*** Task data Section Begins ***

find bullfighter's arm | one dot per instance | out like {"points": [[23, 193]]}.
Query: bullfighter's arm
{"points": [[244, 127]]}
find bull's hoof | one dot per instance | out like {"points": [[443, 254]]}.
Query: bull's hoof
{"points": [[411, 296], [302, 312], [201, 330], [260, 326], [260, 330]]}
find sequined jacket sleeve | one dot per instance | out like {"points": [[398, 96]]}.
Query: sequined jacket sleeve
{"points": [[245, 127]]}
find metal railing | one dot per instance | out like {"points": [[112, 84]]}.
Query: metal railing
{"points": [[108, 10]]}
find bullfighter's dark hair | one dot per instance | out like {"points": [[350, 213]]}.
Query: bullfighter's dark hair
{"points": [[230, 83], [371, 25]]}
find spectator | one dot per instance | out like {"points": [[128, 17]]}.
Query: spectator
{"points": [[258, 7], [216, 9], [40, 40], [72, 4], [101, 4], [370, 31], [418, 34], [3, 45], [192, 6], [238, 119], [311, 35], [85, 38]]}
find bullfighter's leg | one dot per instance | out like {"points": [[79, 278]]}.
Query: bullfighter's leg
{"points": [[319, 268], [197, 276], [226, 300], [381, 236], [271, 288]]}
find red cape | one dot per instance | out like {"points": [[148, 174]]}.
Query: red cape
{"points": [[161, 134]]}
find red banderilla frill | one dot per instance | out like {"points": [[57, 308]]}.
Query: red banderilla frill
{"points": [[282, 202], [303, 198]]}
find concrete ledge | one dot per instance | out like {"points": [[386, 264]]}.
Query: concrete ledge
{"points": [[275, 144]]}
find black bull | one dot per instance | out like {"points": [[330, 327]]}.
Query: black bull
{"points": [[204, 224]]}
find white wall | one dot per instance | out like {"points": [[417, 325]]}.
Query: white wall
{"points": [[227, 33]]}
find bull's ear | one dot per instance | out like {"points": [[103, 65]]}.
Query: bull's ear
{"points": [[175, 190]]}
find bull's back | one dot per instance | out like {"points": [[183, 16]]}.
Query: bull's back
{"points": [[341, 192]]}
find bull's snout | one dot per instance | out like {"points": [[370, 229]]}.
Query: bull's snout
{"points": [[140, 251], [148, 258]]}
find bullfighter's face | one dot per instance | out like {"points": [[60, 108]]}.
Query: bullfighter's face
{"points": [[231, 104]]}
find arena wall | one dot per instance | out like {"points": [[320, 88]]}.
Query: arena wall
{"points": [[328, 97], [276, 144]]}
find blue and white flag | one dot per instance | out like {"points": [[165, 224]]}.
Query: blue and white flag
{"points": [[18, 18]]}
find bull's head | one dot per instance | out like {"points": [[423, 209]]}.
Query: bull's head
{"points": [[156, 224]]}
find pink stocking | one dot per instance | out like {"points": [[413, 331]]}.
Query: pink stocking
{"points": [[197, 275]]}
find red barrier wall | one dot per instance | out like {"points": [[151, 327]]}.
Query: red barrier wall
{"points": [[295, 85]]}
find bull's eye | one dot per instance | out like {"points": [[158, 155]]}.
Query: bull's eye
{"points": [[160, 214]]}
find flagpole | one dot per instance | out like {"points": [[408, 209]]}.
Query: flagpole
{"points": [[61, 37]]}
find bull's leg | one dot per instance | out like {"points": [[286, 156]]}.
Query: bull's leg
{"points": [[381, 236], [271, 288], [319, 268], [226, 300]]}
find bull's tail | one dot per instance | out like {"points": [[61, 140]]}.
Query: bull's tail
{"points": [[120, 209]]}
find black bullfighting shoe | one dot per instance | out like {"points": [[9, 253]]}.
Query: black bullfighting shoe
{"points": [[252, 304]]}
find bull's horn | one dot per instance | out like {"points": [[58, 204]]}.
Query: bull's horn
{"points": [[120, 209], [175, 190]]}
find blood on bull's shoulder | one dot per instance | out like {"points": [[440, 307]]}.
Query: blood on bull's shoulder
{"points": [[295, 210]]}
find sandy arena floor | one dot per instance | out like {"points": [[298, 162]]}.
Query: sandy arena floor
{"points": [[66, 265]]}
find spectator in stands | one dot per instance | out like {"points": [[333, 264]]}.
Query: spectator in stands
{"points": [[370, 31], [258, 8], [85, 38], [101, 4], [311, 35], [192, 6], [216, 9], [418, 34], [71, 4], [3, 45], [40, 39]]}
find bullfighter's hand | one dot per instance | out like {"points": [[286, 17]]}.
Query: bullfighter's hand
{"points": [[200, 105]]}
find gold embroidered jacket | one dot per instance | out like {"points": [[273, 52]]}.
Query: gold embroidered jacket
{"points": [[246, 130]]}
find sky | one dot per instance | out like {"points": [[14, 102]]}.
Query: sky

*** Task data Section Ends ***

Work request. Each entry above is to be repeated exactly as it appears.

Reply to the exercise.
find bullfighter's arm | one dot per instance | out like {"points": [[23, 193]]}.
Query: bullfighter's arm
{"points": [[244, 127]]}
find bull's hoof | one dot per instance | out like {"points": [[443, 254]]}.
Query: bull's hoof
{"points": [[411, 296], [302, 312], [201, 330], [260, 326], [260, 330]]}
find sequined jacket sleeve | one dot per instance | out like {"points": [[398, 96]]}.
Query: sequined jacket sleeve
{"points": [[245, 127]]}
find metal railing | one dot per instance | out like {"points": [[112, 84]]}.
Query: metal railing
{"points": [[108, 10]]}
find bullfighter's dark hair | one dot per instance | out like {"points": [[350, 213]]}.
Query: bullfighter's dark hair
{"points": [[230, 83], [371, 25]]}
find spectator | one dot per instance | out like {"points": [[128, 17]]}.
Query: spectator
{"points": [[258, 7], [216, 9], [40, 40], [72, 4], [101, 4], [370, 31], [418, 34], [3, 45], [192, 6], [238, 119], [311, 35], [85, 38]]}
find bullfighter's leg | one dot per instance | out like {"points": [[79, 278]]}.
Query: bullfighter's leg
{"points": [[319, 268], [197, 276], [226, 300], [381, 236], [271, 288]]}
find red cape | one dot per instance | out like {"points": [[148, 174]]}.
Query: red cape
{"points": [[161, 134]]}
find red banderilla frill | one dot per instance | out like {"points": [[57, 308]]}.
Query: red banderilla frill
{"points": [[282, 202], [303, 198]]}
find concrete ledge | one dot per instance | out like {"points": [[386, 264]]}.
Query: concrete ledge
{"points": [[275, 144]]}
find black bull | one dot per instance | out like {"points": [[330, 327]]}.
Query: black bull
{"points": [[204, 224]]}
find white wall | one dot per instance | out like {"points": [[417, 325]]}.
Query: white wall
{"points": [[227, 33]]}
find bull's ear | one dot per instance | out like {"points": [[103, 65]]}.
Query: bull's ear
{"points": [[175, 190]]}
find bull's back | one dot per instance | out like {"points": [[183, 16]]}.
Query: bull's back
{"points": [[341, 192]]}
find bull's snout | one dot per instance | out like {"points": [[370, 229]]}.
Query: bull's snout
{"points": [[140, 251], [148, 258]]}
find bullfighter's face | one dot per instance | out like {"points": [[60, 108]]}.
Query: bullfighter's face
{"points": [[231, 104]]}
find arena wall | one dot per instance | out like {"points": [[320, 88]]}.
Query: arena wall
{"points": [[328, 97], [276, 144]]}
find blue and white flag | one dot per instance | out like {"points": [[165, 224]]}.
Query: blue and white flag
{"points": [[18, 18]]}
find bull's head | one dot per instance | out like {"points": [[423, 209]]}.
Query: bull's head
{"points": [[156, 224]]}
find pink stocking | one dot per instance | out like {"points": [[413, 331]]}.
Query: pink stocking
{"points": [[197, 275]]}
find red barrier wall | one dot per instance | out like {"points": [[151, 327]]}.
Query: red barrier wall
{"points": [[295, 85]]}
find bull's eye | one dot per instance | out like {"points": [[158, 155]]}.
Query: bull's eye
{"points": [[160, 214]]}
find flagpole | one dot per instance | out like {"points": [[408, 209]]}.
Query: flagpole
{"points": [[61, 37]]}
find bull's leg | one dot per instance | out like {"points": [[286, 156]]}.
Query: bull's leg
{"points": [[381, 236], [271, 288], [319, 268], [226, 300]]}
find bull's tail | one dot per instance | out like {"points": [[61, 140]]}.
Query: bull's tail
{"points": [[120, 209]]}
find black bullfighting shoe | one dot per instance | out like {"points": [[9, 253]]}.
Query: black bullfighting shoe
{"points": [[252, 304]]}
find bull's horn | one dot per instance | out like {"points": [[58, 204]]}.
Query: bull's horn
{"points": [[120, 209], [175, 190]]}
find blood on bull's shoulder | one dot per instance | out like {"points": [[440, 307]]}.
Query: blood on bull's shoulder
{"points": [[295, 210]]}
find sandy arena floor | one dot per instance | out like {"points": [[298, 162]]}.
Query: sandy arena floor
{"points": [[66, 265]]}
find spectator in stands | one dot per instance | out like {"points": [[333, 264]]}.
Query: spectator in stands
{"points": [[370, 31], [258, 8], [85, 38], [101, 4], [311, 35], [192, 6], [216, 9], [418, 34], [71, 4], [3, 45], [40, 39]]}
find bullfighter's hand | one dot per instance | out like {"points": [[286, 17]]}.
Query: bullfighter's hand
{"points": [[200, 105]]}
find gold embroidered jacket | one dot per instance | out like {"points": [[273, 52]]}.
Query: gold embroidered jacket
{"points": [[246, 130]]}
find sky | one dot per instance | out like {"points": [[14, 102]]}.
Query: sky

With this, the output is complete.